* PROBLEM REQUIREMENTS:
Reproduce every line of the entries below word for word, leaving out the pictures.

----------

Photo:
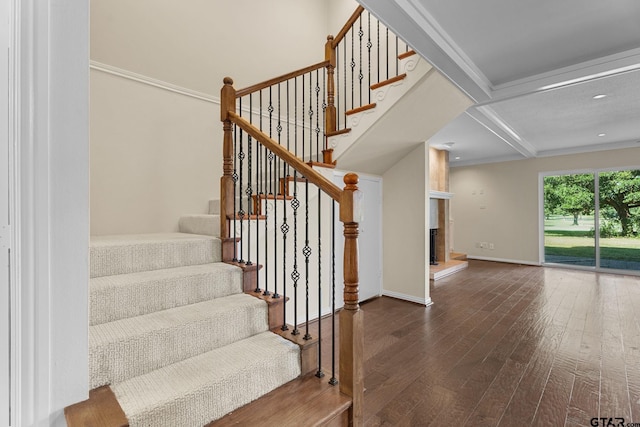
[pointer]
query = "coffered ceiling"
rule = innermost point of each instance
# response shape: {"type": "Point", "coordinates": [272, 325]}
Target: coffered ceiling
{"type": "Point", "coordinates": [533, 68]}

----------

* FINISHED TASK:
Photo:
[pointer]
query = "coffered ceiling"
rule = innermost point of each instance
# response shape: {"type": "Point", "coordinates": [272, 325]}
Target: coffered ceiling
{"type": "Point", "coordinates": [533, 68]}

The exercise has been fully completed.